Start TEXT BLOCK

Tax Tip Podcast or Blog Post and a Testamentary Charitable Lead Unitrust (CLUT)

Testamentary Charitable Lead Unitrust

I understand you are interested in learning if a charitable lead unitrust (CLUT) would be a suitable instrument for your charitable giving needs.

A CLUT is an irrevocable split-interest trust that provides for a specified amount to be paid to one or more charitable beneficiaries during the term of the trust. The principal remaining in the trust at the end of the term is paid over to, or held in a continuing trust for, a noncharitable beneficiary or beneficiaries identified in the trust. If the terms of a CLUT created on the decedent’s death satisfy the applicable requirements, the value of the CLUT interest is deductible by the decedent’s estate and payments of the unitrust amount to the charitable lead beneficiary are deductible from the gross income of the trust.

A testamentary CLUT is allowed a deduction in determining its taxable income for any amount of gross income paid for appropriate charitable purposes.

There are numerous requirements that must be met and that must be specified in the trust agreement. The operation of the trust is governed by state law. However, the trustee is prohibited from exercising any power or discretion granted under state laws that would be inconsistent with the requirements for the charitable deductions available to a CLUT or for contributions to the CLUT.

End TEXT BLOCK
Start INFORMATION PROVIDED

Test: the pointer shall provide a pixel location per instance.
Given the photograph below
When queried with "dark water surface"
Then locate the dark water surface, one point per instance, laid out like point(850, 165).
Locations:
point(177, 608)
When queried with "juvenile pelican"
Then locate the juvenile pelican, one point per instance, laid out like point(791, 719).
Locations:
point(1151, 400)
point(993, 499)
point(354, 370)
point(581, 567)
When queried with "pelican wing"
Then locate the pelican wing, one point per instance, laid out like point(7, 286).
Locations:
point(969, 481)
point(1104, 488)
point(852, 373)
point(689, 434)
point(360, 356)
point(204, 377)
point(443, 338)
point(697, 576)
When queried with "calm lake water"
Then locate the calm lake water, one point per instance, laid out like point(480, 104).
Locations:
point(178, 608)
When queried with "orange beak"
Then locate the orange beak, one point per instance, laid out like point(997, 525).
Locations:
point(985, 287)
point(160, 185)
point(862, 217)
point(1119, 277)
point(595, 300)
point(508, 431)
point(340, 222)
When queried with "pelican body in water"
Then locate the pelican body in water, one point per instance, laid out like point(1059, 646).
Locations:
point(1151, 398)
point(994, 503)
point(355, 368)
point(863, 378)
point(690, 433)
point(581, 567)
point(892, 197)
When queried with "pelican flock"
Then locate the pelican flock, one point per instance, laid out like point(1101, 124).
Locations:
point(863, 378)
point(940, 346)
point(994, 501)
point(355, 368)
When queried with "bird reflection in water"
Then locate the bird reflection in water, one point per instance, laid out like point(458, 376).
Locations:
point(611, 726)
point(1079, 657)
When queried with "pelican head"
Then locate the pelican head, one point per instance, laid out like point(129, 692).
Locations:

End INFORMATION PROVIDED

* _TO BE DONE_
1. In the charitable lead unitrust text, what governs the operation of the trust?
2. Repeat the charitable lead unitrust text word for word from "Tax Tip Podcast" to "income of the trust.".

* _ANSWERS TO THE EXERCISES_
1. State law governs the operation of the trust.

2.
Tax Tip Podcast or Blog Post and a Testamentary Charitable Lead Unitrust (CLUT)

Testamentary Charitable Lead Unitrust

I understand you are interested in learning if a charitable lead unitrust (CLUT) would be a suitable instrument for your charitable giving needs.

A CLUT is an irrevocable split-interest trust that provides for a specified amount to be paid to one or more charitable beneficiaries during the term of the trust. The principal remaining in the trust at the end of the term is paid over to, or held in a continuing trust for, a noncharitable beneficiary or beneficiaries identified in the trust. If the terms of a CLUT created on the decedent’s death satisfy the applicable requirements, the value of the CLUT interest is deductible by the decedent’s estate and payments of the unitrust amount to the charitable lead beneficiary are deductible from the gross income of the trust.